__STUDY MATERIAL__.

──────────

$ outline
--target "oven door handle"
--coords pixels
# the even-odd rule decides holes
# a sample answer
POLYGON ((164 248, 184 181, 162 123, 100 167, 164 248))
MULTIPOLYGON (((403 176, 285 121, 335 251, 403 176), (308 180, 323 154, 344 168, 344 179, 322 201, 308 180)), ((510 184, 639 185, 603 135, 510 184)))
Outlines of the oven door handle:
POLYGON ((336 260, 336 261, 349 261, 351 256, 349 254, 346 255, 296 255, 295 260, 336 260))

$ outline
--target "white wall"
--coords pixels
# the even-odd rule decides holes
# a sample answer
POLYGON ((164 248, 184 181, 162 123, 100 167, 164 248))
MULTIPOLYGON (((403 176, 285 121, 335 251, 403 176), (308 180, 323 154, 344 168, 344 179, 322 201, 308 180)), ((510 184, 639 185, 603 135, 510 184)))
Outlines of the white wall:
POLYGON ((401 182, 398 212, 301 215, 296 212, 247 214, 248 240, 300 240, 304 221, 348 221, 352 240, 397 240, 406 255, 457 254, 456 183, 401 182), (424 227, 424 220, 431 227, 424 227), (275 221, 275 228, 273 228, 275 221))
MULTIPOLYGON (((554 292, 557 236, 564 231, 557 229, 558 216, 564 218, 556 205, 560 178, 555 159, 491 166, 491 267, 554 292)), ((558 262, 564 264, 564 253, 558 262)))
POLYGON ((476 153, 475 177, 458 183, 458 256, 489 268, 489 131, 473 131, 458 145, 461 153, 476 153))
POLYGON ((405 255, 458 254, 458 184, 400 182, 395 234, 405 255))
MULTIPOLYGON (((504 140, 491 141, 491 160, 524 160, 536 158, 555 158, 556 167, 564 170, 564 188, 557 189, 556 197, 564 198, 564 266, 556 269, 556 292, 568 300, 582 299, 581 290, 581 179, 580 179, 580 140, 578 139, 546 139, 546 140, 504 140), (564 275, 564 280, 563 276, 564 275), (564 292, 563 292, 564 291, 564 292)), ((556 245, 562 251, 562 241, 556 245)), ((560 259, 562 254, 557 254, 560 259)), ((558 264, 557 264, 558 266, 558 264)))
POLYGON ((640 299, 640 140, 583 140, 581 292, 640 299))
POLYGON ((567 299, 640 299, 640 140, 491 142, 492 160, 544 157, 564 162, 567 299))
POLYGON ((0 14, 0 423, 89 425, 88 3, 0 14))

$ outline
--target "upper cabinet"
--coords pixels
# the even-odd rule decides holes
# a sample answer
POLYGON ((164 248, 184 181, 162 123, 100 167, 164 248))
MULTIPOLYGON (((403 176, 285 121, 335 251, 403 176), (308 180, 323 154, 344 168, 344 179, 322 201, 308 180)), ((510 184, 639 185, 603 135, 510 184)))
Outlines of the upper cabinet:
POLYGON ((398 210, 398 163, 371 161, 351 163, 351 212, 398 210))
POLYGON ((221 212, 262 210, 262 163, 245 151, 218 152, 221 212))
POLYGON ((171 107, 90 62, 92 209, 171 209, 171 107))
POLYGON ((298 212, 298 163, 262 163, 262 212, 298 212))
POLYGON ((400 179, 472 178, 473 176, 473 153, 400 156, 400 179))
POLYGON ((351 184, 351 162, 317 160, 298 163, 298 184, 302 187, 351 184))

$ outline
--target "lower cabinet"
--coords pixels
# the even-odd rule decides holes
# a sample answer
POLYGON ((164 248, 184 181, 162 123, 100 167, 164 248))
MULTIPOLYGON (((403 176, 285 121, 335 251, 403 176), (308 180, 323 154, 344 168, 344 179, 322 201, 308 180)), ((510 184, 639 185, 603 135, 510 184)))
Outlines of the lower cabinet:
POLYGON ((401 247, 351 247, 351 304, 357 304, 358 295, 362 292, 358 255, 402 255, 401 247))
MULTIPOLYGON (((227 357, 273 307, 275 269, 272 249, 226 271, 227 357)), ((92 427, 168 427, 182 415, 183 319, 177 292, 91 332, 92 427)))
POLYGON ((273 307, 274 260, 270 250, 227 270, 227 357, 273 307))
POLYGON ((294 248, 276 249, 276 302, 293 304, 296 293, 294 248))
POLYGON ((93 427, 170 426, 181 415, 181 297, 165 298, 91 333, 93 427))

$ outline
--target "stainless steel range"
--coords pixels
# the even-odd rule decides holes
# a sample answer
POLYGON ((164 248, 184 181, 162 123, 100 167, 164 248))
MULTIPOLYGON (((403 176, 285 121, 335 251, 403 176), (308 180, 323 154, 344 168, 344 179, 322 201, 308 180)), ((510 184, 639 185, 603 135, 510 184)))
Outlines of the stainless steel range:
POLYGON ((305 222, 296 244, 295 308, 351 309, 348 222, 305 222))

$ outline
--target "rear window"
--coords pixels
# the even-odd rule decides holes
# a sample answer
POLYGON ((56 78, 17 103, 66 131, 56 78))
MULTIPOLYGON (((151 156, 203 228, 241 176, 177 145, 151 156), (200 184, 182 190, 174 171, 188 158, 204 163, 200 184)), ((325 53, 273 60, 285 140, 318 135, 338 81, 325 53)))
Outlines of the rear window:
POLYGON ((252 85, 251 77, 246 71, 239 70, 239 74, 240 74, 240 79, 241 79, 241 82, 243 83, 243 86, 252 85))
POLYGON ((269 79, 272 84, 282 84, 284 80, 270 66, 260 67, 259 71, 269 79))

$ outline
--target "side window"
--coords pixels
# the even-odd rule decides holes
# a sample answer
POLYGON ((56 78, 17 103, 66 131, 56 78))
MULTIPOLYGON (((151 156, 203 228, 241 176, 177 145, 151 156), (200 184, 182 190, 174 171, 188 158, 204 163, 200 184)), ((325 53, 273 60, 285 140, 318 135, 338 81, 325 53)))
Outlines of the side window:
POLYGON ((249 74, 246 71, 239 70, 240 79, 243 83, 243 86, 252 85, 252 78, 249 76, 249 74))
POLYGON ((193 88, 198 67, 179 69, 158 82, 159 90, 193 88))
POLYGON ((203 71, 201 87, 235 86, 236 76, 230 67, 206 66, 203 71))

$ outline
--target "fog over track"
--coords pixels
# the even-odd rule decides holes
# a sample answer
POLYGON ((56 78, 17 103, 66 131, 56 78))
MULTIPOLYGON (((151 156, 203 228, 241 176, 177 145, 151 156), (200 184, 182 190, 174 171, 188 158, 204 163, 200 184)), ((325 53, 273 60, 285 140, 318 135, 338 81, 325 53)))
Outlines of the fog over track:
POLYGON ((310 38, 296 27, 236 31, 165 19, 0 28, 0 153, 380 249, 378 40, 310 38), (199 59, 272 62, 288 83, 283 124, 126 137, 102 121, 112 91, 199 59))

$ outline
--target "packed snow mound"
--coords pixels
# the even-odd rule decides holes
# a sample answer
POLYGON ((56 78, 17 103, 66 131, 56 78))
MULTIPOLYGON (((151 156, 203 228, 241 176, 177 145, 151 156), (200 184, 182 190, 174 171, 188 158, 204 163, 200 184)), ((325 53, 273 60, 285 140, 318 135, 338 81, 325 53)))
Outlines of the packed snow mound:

──────────

__DESCRIPTION OF THE TASK__. Each line that holds the word "target" should be extracted from the records.

__WORKED SOLUTION__.
--target "oven door handle"
--target "white wall"
--target "upper cabinet"
--target "lower cabinet"
--target "stainless steel range"
--target "rear window"
--target "side window"
--target "fog over track"
--target "packed snow mound"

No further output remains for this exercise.